> WORK TO COMPLETE
Every line from the first record below down to the line that includes "the green lawn" must be reproduced exactly; the pictures are not.

> TASK MATERIAL
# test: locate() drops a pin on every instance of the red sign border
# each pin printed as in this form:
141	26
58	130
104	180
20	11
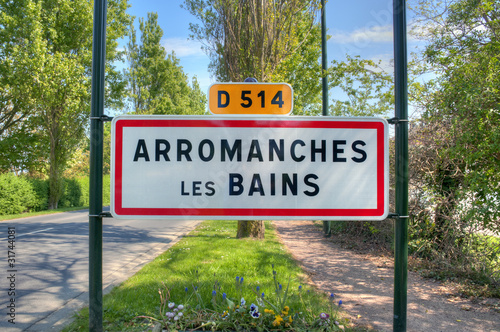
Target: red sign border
379	213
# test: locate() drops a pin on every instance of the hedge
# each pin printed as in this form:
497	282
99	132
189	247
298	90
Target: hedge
20	194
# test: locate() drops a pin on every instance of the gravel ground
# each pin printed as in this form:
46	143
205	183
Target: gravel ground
365	285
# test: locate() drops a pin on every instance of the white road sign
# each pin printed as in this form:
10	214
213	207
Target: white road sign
215	167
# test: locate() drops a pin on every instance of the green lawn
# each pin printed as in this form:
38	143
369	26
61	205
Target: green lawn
203	271
40	213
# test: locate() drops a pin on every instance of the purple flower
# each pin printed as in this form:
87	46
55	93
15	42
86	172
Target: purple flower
255	314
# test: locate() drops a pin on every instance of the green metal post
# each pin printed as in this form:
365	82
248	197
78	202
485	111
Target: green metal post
96	166
324	65
401	113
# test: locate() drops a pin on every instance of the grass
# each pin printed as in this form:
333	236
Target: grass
211	258
40	213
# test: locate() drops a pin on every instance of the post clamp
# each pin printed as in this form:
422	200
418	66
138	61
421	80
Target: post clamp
396	120
397	216
102	215
103	118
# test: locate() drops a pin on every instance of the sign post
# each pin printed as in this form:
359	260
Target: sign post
401	122
96	162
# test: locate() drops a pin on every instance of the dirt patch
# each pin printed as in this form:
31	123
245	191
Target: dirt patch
365	284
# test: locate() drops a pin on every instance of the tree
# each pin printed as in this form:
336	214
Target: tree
368	88
465	51
49	44
272	41
157	83
259	39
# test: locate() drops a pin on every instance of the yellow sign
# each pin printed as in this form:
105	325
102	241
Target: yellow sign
250	98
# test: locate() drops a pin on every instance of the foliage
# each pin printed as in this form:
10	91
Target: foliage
157	82
272	41
209	259
269	312
50	43
367	87
17	194
454	149
22	193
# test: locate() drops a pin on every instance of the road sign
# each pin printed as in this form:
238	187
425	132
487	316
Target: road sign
315	168
250	98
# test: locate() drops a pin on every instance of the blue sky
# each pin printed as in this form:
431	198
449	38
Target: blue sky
357	27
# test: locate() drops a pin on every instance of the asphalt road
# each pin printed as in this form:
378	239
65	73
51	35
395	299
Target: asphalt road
48	281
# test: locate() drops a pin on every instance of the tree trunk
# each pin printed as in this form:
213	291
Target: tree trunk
250	228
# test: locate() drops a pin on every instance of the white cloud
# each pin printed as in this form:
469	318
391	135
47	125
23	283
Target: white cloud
373	34
183	47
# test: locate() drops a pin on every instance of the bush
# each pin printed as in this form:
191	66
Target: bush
41	188
17	194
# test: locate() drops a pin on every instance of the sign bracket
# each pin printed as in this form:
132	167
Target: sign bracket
396	120
102	215
103	118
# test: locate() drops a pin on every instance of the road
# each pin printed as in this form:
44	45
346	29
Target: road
48	281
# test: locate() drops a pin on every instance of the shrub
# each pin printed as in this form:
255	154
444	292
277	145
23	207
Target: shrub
17	194
41	189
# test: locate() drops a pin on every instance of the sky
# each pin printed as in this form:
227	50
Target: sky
356	27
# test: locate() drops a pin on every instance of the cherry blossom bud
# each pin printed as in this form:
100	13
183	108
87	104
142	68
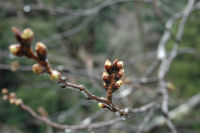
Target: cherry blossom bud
120	64
105	76
12	100
41	50
15	49
104	85
4	91
55	75
101	105
18	102
107	64
37	69
27	34
12	95
115	63
118	83
121	73
5	97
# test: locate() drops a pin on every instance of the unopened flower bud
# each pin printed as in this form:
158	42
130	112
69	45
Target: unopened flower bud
101	105
41	50
12	100
18	102
12	95
5	97
15	49
120	64
27	34
115	63
121	73
37	69
4	91
118	83
105	76
104	85
55	75
107	64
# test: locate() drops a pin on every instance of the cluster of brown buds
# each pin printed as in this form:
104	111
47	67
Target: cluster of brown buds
40	55
112	78
11	97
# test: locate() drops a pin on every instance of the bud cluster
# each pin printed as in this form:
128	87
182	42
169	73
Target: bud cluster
24	39
113	74
11	97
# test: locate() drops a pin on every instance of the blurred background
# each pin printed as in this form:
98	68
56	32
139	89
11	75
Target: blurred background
80	36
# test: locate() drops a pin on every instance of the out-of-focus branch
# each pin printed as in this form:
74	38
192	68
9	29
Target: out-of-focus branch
177	113
166	62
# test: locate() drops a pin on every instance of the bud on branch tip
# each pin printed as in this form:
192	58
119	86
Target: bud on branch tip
55	75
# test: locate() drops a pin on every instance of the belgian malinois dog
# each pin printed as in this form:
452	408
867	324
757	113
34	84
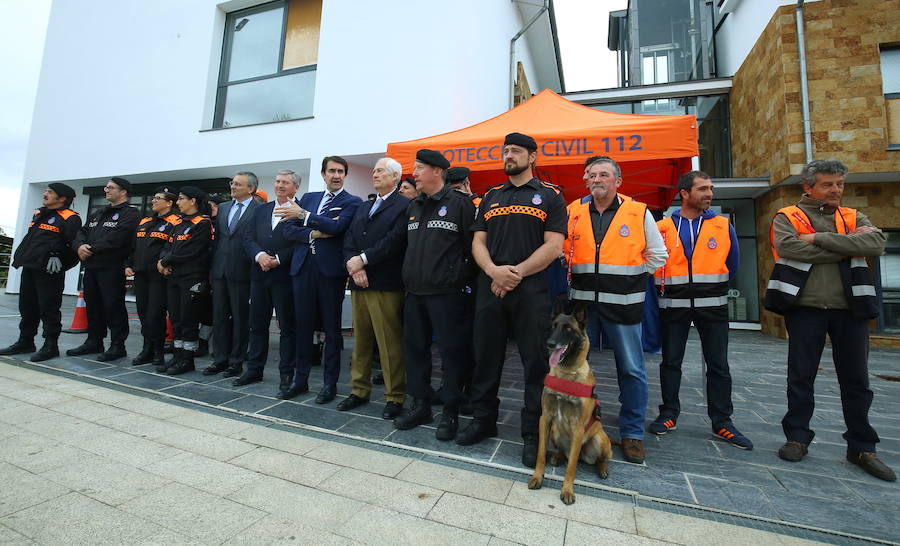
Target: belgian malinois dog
567	406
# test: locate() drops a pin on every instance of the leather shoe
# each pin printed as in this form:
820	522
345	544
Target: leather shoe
391	410
246	378
233	371
418	414
327	394
447	426
350	402
293	391
870	462
213	369
478	430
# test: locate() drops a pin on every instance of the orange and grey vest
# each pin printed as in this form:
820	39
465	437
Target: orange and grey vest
610	272
789	276
695	287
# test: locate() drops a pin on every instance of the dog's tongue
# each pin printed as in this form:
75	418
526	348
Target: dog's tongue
555	356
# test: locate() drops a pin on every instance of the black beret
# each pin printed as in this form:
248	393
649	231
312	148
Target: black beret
457	174
62	190
430	157
193	192
121	182
519	139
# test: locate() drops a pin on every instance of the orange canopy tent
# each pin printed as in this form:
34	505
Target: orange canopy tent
653	151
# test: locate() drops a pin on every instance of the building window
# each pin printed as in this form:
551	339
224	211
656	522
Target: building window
268	70
888	271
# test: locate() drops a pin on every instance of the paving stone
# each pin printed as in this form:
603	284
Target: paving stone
286	466
506	522
193	513
22	489
464	482
376	525
77	519
393	494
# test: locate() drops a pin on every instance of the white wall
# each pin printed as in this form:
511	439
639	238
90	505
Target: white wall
741	29
127	89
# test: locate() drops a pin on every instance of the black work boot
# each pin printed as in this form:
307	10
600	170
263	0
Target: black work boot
186	364
48	351
146	354
418	414
90	346
115	352
19	347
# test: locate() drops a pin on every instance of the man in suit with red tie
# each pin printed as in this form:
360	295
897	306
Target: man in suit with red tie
373	252
270	282
318	273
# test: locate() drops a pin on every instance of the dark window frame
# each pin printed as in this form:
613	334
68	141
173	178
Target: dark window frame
223	83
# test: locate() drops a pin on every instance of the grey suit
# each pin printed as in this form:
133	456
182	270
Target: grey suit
231	287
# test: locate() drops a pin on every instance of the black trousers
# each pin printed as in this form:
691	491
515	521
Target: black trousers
185	326
151	297
104	296
40	297
231	322
442	316
524	315
806	328
266	295
714	343
318	302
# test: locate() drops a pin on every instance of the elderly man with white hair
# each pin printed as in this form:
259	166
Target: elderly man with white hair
373	252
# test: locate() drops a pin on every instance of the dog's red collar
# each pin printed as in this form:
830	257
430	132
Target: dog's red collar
572	388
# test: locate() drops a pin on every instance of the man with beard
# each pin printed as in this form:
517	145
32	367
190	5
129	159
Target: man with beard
693	287
613	245
518	231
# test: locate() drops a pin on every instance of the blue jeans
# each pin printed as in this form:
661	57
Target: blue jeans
626	343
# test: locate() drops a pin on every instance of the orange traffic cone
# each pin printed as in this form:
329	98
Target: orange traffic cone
79	319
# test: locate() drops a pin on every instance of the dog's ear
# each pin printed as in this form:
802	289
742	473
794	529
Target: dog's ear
579	311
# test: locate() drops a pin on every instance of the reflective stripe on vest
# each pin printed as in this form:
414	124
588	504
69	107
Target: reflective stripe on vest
789	276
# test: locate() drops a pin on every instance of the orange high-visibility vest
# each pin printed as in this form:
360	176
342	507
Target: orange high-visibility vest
611	272
789	276
695	287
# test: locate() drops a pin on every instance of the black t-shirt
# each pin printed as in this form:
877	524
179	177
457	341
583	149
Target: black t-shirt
515	219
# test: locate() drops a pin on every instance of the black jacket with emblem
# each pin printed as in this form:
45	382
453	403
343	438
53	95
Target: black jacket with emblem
438	243
50	234
110	232
152	235
189	247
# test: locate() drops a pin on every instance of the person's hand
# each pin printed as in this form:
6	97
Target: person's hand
54	265
506	277
361	279
84	252
355	264
289	211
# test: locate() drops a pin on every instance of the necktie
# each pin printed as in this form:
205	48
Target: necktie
327	203
375	206
236	216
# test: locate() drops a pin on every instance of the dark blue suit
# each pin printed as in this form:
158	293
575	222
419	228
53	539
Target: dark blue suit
268	290
319	276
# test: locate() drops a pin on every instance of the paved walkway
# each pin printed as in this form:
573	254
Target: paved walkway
85	464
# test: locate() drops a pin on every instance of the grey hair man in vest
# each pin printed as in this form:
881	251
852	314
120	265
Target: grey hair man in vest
822	285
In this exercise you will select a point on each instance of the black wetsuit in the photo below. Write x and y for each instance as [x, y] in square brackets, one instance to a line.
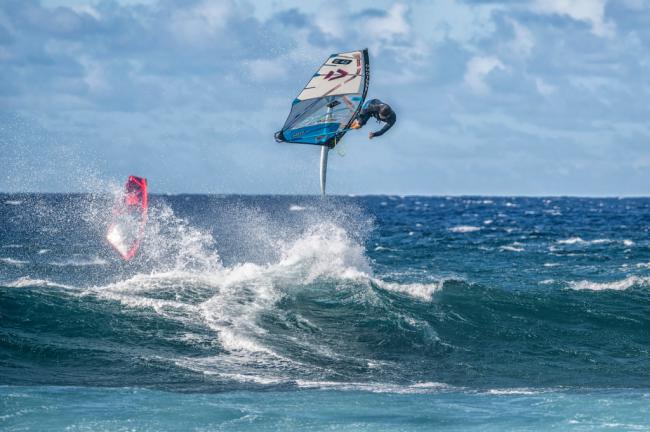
[373, 109]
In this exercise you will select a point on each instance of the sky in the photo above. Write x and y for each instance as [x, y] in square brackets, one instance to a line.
[540, 97]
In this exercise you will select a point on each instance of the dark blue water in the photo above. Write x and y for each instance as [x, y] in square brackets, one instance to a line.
[359, 313]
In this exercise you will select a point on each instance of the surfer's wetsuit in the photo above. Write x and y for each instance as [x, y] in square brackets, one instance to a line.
[379, 110]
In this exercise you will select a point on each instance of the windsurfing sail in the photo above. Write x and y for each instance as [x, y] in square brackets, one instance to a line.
[324, 110]
[129, 218]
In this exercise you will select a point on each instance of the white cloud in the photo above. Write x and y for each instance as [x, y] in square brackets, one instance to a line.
[393, 24]
[201, 21]
[590, 11]
[523, 42]
[263, 70]
[478, 68]
[543, 87]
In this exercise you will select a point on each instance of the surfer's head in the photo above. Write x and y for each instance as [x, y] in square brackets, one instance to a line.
[385, 111]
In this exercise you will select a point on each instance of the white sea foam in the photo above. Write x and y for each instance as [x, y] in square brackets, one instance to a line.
[619, 285]
[419, 291]
[418, 388]
[581, 241]
[26, 281]
[514, 247]
[513, 391]
[464, 229]
[14, 262]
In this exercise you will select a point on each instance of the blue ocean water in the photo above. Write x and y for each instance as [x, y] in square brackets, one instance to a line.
[350, 313]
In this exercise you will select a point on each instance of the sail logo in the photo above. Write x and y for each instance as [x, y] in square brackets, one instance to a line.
[331, 75]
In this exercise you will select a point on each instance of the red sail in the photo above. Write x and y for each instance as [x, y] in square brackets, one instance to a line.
[129, 218]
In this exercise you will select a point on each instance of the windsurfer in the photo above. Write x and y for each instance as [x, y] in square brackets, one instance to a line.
[380, 111]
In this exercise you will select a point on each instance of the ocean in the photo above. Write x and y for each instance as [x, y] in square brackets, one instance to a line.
[379, 313]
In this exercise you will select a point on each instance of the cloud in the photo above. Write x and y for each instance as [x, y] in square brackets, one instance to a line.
[196, 90]
[478, 68]
[589, 11]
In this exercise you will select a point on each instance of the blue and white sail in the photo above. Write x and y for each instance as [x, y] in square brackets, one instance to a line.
[324, 110]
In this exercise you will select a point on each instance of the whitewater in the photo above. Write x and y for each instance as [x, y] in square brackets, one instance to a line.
[350, 313]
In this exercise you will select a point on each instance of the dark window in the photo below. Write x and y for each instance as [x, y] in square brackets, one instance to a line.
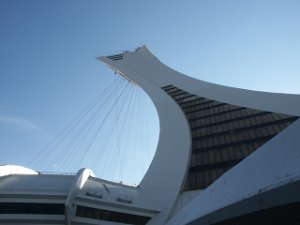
[31, 208]
[101, 214]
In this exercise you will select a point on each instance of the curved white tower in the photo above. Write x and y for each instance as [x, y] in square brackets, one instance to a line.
[224, 156]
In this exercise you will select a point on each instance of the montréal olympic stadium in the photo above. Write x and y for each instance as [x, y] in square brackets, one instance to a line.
[225, 156]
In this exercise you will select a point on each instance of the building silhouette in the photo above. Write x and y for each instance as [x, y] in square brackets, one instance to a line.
[224, 156]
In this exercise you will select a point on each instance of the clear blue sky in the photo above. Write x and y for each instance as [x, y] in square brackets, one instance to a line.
[48, 70]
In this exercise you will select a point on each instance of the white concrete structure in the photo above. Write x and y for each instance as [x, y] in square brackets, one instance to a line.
[197, 120]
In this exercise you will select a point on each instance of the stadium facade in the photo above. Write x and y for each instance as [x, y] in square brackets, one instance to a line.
[224, 156]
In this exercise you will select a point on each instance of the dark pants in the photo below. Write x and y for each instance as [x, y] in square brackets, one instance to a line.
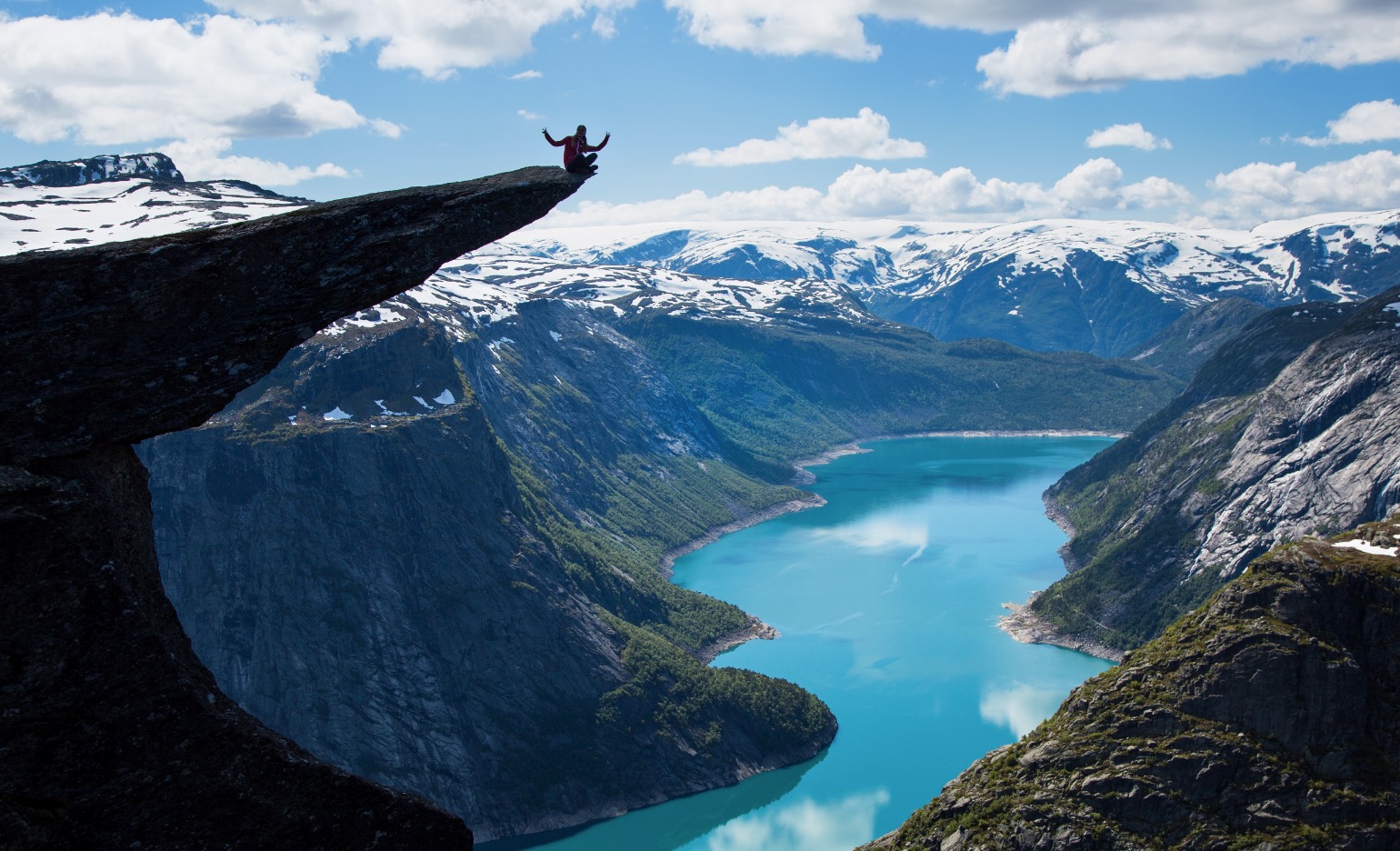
[581, 164]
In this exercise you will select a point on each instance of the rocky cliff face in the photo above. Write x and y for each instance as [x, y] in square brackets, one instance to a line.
[429, 553]
[1263, 720]
[1277, 437]
[1184, 347]
[115, 735]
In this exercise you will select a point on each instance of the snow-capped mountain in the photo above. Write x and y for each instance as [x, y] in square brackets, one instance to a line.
[114, 197]
[1063, 285]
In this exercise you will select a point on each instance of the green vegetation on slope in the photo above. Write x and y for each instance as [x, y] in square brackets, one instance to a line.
[785, 392]
[1137, 507]
[1263, 718]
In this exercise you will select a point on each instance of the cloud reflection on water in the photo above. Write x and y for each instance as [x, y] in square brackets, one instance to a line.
[1018, 706]
[804, 826]
[882, 532]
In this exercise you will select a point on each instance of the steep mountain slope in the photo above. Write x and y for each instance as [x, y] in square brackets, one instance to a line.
[1263, 720]
[605, 464]
[114, 197]
[1182, 347]
[461, 610]
[115, 735]
[497, 462]
[1277, 437]
[1049, 285]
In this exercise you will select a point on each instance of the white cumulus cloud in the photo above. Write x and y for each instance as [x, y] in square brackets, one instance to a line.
[433, 38]
[205, 160]
[121, 78]
[1127, 136]
[1071, 45]
[780, 27]
[864, 136]
[1265, 191]
[1374, 121]
[864, 192]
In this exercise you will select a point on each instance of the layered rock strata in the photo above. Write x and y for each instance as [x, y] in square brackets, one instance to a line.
[114, 734]
[1267, 718]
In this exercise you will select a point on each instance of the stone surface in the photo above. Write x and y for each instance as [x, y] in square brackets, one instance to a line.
[1267, 718]
[114, 734]
[122, 342]
[399, 592]
[1291, 428]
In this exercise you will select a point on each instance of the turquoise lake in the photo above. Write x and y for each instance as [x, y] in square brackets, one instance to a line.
[886, 601]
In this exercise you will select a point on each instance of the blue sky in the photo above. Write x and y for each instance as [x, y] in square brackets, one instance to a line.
[1205, 112]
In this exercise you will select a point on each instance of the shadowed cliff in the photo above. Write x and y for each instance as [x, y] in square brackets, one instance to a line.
[122, 342]
[1262, 720]
[115, 735]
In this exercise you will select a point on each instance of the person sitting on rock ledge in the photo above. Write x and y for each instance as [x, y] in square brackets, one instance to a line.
[578, 155]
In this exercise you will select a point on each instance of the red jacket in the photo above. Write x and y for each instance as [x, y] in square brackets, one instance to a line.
[573, 148]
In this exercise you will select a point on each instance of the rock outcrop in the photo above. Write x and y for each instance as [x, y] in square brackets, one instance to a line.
[1290, 428]
[1267, 718]
[114, 734]
[427, 550]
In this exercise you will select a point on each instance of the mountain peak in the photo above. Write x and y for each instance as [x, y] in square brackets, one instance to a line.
[94, 170]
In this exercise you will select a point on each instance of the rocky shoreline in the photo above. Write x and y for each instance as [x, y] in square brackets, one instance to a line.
[755, 628]
[668, 560]
[1021, 625]
[1028, 627]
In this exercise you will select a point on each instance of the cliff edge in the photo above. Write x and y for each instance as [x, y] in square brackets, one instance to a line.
[1263, 720]
[115, 735]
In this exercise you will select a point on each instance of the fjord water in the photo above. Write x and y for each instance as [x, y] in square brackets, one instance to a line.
[886, 601]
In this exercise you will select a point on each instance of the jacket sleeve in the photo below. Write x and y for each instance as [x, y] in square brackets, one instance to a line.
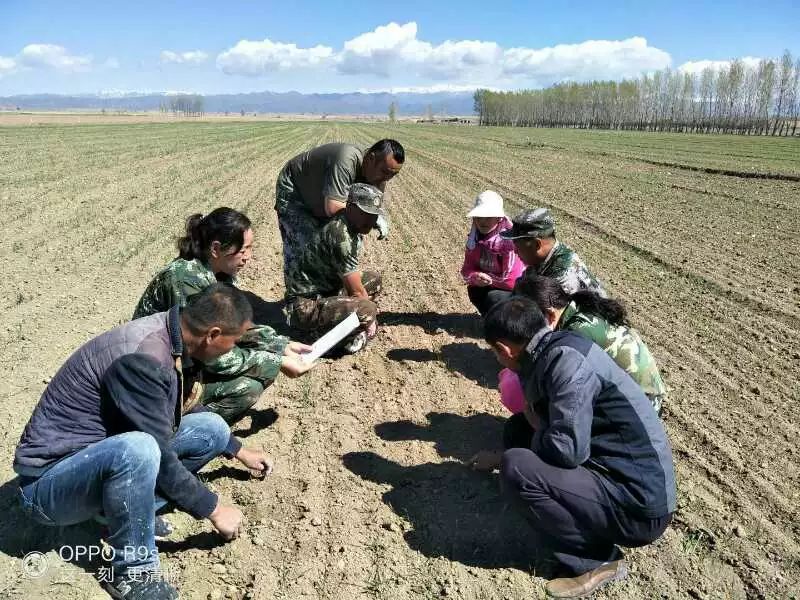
[139, 388]
[570, 388]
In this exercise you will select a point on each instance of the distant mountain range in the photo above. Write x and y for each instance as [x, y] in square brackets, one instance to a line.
[356, 103]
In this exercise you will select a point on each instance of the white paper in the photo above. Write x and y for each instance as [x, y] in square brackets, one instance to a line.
[333, 337]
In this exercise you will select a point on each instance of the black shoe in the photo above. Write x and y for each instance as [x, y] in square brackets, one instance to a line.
[123, 588]
[162, 529]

> RESULT FOR THIS EXERCISE
# test: locate() drops a pin on every instance of the red sign border
# each pin printed as in this form:
141	26
58	130
104	180
20	11
Target: red sign border
379	213
# test: locate() drops a pin on every instance of the hedge
# each pin printed as in this form:
497	282
99	132
189	247
298	90
Target: hedge
20	194
# test: locate() drops a pin on every instance of the gravel ground
# each pin printed as in this form:
46	143
205	183
Target: gravel ground
365	285
# test: locate() drops a pin on every instance of the white road sign
# each pin printed as in this form:
10	214
213	207
Target: white road sign
215	167
# test: locate() drops a pin on every instance of the green lawn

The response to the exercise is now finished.